Your objective: Check each line of the records below for the word "rocky" and copy those where it appears.

START Given entries

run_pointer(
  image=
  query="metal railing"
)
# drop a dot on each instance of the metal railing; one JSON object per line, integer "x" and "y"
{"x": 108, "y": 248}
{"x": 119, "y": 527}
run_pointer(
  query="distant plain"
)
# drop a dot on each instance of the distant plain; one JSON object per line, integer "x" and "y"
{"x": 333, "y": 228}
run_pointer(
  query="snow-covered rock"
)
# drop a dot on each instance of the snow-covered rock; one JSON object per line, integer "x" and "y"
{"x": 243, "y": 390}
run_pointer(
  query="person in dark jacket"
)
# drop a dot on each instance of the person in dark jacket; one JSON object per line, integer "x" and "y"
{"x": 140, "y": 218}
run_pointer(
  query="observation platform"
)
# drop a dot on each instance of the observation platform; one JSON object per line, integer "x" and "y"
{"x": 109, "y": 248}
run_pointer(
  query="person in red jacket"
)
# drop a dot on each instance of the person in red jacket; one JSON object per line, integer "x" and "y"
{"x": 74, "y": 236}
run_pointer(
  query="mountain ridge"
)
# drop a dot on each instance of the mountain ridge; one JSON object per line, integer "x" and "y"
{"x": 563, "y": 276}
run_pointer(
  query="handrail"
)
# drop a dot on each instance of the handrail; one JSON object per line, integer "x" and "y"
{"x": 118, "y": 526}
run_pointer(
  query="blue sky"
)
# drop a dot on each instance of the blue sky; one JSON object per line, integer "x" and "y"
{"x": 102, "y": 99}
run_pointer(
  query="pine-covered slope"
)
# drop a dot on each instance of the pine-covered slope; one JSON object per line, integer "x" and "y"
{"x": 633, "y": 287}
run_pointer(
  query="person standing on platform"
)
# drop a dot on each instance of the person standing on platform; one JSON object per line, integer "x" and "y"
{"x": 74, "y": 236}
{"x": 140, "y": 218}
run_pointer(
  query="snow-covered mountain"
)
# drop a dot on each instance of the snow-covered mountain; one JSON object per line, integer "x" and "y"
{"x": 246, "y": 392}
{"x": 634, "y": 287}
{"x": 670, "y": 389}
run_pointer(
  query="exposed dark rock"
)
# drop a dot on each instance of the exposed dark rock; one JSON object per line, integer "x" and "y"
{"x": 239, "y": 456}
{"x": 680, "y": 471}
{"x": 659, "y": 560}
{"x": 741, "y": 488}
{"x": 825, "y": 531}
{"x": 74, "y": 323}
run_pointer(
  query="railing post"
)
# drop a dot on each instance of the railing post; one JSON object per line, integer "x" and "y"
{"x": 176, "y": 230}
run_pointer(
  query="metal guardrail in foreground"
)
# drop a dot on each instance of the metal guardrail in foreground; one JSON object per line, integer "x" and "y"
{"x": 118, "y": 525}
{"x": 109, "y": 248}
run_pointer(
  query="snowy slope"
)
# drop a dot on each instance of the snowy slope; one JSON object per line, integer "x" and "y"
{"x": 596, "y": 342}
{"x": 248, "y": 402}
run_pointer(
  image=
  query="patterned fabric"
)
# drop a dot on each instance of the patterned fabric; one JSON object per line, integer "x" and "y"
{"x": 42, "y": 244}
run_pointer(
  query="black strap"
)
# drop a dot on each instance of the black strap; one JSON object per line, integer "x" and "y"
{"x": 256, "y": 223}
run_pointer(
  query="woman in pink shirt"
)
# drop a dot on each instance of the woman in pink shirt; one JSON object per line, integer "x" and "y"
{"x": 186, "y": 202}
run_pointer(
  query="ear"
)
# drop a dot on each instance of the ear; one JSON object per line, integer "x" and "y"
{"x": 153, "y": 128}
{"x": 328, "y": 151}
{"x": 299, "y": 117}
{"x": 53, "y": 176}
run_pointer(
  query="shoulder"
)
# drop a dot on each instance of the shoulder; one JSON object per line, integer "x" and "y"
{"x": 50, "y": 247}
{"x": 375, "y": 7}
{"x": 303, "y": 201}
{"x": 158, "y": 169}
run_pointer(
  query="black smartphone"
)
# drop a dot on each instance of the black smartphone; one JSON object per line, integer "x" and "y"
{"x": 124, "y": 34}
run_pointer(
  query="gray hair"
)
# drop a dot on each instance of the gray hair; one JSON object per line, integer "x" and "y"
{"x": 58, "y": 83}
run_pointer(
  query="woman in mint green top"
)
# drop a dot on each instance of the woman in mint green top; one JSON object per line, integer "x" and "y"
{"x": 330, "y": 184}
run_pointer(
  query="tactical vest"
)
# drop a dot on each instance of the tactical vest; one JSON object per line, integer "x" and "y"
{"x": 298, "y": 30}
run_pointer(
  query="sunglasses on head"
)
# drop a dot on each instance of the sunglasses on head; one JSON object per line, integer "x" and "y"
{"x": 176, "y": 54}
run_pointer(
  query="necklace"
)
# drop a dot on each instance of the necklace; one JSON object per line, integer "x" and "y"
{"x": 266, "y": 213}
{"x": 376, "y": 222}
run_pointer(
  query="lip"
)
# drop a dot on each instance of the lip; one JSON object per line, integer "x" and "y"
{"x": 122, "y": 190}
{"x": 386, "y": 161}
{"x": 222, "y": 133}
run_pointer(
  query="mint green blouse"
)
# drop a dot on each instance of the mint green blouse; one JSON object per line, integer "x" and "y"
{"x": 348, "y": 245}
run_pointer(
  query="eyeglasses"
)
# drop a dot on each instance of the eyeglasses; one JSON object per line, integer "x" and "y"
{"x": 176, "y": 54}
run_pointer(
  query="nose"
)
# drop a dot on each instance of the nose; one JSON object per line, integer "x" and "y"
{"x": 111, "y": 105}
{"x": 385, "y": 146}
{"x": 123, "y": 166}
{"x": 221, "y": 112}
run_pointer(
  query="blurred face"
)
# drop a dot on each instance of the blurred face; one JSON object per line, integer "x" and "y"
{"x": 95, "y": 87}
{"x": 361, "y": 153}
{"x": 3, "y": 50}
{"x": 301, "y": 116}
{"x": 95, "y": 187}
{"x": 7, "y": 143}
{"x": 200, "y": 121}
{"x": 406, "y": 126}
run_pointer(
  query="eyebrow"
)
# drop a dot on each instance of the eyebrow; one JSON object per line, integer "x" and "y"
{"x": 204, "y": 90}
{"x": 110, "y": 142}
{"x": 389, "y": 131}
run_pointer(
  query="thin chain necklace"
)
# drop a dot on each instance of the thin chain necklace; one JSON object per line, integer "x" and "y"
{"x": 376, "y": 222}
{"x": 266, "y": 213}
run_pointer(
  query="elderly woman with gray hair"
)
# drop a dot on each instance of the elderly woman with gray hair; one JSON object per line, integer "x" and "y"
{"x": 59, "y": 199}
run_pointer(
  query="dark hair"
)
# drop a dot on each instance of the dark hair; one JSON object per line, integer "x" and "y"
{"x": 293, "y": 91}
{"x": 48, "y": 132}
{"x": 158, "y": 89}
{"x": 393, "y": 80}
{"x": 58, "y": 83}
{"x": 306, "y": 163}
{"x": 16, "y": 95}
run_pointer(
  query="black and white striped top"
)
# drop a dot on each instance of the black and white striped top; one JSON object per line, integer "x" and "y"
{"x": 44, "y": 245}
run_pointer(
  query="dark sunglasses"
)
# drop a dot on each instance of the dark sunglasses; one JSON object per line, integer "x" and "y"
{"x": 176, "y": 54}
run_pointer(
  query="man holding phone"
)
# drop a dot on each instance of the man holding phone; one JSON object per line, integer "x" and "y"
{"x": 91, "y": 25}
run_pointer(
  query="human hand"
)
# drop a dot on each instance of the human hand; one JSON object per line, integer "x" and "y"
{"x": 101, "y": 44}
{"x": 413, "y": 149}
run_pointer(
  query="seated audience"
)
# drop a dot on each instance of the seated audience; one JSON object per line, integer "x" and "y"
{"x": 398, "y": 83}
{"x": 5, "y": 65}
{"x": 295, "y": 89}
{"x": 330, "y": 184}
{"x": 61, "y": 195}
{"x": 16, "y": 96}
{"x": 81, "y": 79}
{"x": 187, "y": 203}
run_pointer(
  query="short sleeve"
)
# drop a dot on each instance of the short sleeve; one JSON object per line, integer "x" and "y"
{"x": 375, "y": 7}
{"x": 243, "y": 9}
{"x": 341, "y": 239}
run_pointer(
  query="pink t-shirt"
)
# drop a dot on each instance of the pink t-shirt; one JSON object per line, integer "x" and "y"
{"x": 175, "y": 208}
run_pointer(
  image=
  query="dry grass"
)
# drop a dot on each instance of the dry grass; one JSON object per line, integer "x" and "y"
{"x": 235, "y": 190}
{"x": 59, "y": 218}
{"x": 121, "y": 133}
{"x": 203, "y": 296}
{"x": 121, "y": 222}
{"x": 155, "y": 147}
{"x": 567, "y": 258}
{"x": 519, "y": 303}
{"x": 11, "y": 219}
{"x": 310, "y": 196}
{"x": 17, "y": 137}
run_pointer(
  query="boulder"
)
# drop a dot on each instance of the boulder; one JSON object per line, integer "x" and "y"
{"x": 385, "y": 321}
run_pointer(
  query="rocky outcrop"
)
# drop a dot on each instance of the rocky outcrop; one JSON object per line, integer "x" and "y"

END Given entries

Answer space:
  query="rocky outcrop"
# drop a dot on each instance of the rocky outcrop; one JSON object per line, integer "x" and "y"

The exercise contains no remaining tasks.